(Referring expression pointing data)
[Start of Attachment]

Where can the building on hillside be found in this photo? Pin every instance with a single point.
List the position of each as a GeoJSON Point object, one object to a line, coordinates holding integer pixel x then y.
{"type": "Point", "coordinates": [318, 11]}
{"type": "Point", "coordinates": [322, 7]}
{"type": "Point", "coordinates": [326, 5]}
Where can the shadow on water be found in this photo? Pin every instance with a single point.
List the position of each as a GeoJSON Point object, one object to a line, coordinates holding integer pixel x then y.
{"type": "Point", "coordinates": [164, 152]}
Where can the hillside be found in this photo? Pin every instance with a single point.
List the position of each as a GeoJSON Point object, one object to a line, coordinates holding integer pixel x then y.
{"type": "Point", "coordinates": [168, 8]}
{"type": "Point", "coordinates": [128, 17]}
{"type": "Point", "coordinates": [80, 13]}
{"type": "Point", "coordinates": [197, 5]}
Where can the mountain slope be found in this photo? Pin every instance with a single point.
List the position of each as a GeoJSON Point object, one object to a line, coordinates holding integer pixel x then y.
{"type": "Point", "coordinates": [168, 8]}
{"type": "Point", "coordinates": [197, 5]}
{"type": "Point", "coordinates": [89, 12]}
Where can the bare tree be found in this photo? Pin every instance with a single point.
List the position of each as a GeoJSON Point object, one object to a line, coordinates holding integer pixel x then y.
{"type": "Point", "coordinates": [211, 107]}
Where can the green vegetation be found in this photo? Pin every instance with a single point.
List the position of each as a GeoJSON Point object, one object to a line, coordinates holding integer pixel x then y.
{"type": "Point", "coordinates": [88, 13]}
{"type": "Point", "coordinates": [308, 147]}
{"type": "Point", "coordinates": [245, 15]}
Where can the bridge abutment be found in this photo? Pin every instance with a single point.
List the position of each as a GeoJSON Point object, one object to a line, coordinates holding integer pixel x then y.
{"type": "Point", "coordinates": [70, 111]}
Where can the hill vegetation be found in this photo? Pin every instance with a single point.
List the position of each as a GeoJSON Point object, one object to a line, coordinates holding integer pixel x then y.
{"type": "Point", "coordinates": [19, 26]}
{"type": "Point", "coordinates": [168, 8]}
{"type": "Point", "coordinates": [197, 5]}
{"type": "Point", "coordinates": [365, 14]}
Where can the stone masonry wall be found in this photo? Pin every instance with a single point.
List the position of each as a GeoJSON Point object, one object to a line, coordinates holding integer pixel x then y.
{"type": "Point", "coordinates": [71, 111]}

[End of Attachment]

Would you set the entries down again, exactly as they were written?

● **Result of the exercise**
Where can the building on hillside be found in this photo? Pin every instance with a single point.
List the position of each as a GeoJSON Point object, one object to a line, coordinates holding integer pixel x then y.
{"type": "Point", "coordinates": [318, 11]}
{"type": "Point", "coordinates": [322, 7]}
{"type": "Point", "coordinates": [326, 5]}
Where can the shadow on water be found in this photo? Pin every instance with a single point.
List the position of each as a GeoJSON Point object, one object to a line, coordinates holding integer pixel x then y.
{"type": "Point", "coordinates": [164, 152]}
Where can the hillside be found in this photo? Pin every instance with a single point.
List the position of each as a GeoJSON Point object, one object to a line, coordinates holding integer pixel x then y.
{"type": "Point", "coordinates": [168, 8]}
{"type": "Point", "coordinates": [128, 17]}
{"type": "Point", "coordinates": [80, 13]}
{"type": "Point", "coordinates": [197, 5]}
Where can the mountain slope be found in this photo? Pin every instance with a single point.
List the position of each as a GeoJSON Point object, one object to a line, coordinates holding integer pixel x then y.
{"type": "Point", "coordinates": [168, 8]}
{"type": "Point", "coordinates": [197, 5]}
{"type": "Point", "coordinates": [89, 12]}
Where can the bare tree be found in this photo? Pin every instance with a single point.
List the position of each as a GeoJSON Point object, one object to a line, coordinates holding integer pixel x then y.
{"type": "Point", "coordinates": [211, 107]}
Where can the green vegetation be found in this photo? Pin every instance with a single point.
List the position of each as a GeoJSON Point object, one object to a line, coordinates holding integer pixel x then y.
{"type": "Point", "coordinates": [88, 13]}
{"type": "Point", "coordinates": [308, 147]}
{"type": "Point", "coordinates": [245, 15]}
Where can the bridge abutment be found in this photo? Pin every instance with a single point.
List the position of each as a GeoJSON Point object, one object to a line, coordinates holding integer pixel x then y.
{"type": "Point", "coordinates": [70, 111]}
Where can the hill vegetation be found in this photo? Pin every instance with a single point.
List the position of each as a GeoJSON Point object, one object to a line, coordinates holding integer pixel x then y.
{"type": "Point", "coordinates": [19, 26]}
{"type": "Point", "coordinates": [168, 8]}
{"type": "Point", "coordinates": [197, 5]}
{"type": "Point", "coordinates": [365, 14]}
Where can the stone masonry wall be found in this photo? Pin every instance with a single point.
List the position of each as a GeoJSON Point object, one object to a line, coordinates holding integer pixel x then y.
{"type": "Point", "coordinates": [71, 111]}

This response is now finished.